▶ **YOUR GOAL**:
Put the lines from the one containing "Query: red t-shirt" through the one containing "M 197 128 L" into a numbered list, leaving out any blank lines.

▶ **Collected data entries**:
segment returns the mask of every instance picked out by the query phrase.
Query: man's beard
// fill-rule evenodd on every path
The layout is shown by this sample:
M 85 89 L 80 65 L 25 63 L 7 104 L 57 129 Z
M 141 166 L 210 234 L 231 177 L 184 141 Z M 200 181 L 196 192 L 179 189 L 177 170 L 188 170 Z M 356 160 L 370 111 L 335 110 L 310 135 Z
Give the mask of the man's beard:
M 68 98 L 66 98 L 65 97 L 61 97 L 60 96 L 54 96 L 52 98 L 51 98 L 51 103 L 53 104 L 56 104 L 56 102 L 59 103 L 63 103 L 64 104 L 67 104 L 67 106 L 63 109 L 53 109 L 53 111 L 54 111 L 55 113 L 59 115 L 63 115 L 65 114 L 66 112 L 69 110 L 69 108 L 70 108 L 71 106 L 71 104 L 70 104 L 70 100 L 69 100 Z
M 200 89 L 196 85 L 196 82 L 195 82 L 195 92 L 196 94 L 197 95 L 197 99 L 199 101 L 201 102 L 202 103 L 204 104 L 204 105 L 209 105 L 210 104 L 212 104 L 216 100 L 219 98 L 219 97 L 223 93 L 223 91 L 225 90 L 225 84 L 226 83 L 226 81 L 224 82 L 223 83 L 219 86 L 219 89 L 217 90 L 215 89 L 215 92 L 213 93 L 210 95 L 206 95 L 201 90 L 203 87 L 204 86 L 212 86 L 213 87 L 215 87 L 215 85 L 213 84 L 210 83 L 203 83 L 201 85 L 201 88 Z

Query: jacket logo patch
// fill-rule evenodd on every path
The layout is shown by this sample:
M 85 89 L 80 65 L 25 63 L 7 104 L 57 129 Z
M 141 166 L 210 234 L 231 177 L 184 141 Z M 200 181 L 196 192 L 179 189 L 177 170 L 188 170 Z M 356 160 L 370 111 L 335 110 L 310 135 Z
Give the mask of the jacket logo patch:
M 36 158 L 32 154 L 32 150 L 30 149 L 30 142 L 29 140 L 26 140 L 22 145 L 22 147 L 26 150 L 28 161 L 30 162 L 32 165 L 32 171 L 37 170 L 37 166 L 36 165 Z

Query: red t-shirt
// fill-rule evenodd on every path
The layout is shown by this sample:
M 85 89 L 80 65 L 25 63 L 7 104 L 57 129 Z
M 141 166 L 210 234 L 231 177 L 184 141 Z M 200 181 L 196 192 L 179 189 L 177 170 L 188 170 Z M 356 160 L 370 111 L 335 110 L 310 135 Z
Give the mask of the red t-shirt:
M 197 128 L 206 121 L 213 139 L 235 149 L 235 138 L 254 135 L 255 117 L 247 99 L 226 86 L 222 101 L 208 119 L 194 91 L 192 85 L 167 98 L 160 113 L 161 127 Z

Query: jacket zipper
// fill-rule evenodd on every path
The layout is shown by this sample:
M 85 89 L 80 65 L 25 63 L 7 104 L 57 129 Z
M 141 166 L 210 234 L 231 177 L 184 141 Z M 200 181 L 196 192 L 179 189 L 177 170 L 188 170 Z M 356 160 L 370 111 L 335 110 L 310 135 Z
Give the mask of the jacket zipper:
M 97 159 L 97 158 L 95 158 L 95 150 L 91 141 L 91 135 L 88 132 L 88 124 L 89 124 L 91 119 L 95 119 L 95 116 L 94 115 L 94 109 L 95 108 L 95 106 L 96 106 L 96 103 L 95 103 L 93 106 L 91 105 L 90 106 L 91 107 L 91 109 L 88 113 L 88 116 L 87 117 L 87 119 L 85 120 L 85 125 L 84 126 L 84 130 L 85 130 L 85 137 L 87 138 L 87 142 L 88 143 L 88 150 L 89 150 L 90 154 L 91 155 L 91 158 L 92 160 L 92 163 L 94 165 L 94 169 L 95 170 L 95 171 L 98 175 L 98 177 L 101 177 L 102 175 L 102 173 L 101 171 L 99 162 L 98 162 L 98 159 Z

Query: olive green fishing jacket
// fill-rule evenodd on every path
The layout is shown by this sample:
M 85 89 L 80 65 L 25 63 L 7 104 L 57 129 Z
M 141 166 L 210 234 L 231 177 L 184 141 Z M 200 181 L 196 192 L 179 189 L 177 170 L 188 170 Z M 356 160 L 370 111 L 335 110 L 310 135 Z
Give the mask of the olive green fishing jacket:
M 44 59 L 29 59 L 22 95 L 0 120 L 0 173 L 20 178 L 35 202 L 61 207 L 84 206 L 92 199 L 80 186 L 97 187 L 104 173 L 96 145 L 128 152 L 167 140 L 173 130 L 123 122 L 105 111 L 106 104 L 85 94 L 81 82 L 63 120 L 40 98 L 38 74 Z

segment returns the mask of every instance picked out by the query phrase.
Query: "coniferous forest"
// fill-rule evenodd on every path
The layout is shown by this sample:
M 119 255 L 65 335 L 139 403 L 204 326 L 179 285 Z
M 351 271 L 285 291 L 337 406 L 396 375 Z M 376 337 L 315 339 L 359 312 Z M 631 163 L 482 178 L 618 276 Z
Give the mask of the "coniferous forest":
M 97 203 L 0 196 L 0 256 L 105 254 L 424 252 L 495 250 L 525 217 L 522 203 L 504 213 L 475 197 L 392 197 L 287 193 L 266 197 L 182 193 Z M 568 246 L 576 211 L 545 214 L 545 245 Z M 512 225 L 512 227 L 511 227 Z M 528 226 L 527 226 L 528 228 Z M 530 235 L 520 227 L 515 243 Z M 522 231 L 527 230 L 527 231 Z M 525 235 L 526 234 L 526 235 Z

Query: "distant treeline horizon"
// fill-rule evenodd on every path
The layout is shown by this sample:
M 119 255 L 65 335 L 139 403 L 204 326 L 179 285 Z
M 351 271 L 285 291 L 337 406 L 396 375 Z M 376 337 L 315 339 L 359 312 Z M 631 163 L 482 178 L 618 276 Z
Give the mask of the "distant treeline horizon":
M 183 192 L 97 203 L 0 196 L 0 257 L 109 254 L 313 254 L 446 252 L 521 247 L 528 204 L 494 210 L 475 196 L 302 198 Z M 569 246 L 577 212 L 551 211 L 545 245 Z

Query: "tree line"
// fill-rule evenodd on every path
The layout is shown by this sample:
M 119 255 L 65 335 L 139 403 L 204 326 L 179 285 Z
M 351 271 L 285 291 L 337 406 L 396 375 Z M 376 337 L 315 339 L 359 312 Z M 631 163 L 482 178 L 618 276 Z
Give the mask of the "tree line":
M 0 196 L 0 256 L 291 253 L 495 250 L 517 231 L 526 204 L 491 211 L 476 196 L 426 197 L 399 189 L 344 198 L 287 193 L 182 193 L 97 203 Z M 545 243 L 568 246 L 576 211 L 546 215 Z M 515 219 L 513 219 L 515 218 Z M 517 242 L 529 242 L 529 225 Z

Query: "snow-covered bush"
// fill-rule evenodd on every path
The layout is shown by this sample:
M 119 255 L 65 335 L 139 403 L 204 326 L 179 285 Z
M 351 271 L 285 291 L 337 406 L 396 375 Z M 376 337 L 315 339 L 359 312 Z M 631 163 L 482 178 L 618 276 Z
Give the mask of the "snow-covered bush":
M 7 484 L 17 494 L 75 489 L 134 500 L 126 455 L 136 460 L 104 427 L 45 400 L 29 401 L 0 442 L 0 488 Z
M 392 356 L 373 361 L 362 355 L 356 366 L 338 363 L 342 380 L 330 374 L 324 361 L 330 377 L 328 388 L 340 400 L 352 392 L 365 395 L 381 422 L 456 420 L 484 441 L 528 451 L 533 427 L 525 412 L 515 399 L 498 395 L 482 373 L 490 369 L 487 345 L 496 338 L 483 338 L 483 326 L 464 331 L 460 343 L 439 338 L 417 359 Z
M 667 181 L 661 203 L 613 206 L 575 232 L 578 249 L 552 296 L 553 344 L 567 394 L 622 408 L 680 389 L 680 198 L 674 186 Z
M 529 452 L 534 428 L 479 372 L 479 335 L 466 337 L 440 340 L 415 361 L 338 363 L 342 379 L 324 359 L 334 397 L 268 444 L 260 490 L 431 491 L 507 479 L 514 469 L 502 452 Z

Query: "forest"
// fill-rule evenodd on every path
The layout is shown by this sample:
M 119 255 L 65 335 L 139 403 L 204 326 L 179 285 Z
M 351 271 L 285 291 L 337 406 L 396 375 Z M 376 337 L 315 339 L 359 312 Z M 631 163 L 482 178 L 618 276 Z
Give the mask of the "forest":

▶ **EXERCISE ANSWER**:
1. Query: red t-shirt
2. // fill-rule evenodd on every path
3. The layout is shown by this sample:
4. M 85 89 L 80 65 L 25 63 L 7 104 L 57 129 Z
5. M 141 166 L 210 234 L 231 177 L 184 141 Z M 200 181 L 196 192 L 179 189 L 177 170 L 188 170 Z M 356 160 L 370 111 L 335 110 L 310 135 Z
6. Give the mask of the red t-shirt:
7. M 197 128 L 206 121 L 213 139 L 235 149 L 235 138 L 254 135 L 255 117 L 247 99 L 226 86 L 222 101 L 208 119 L 194 91 L 192 85 L 167 98 L 160 113 L 161 127 Z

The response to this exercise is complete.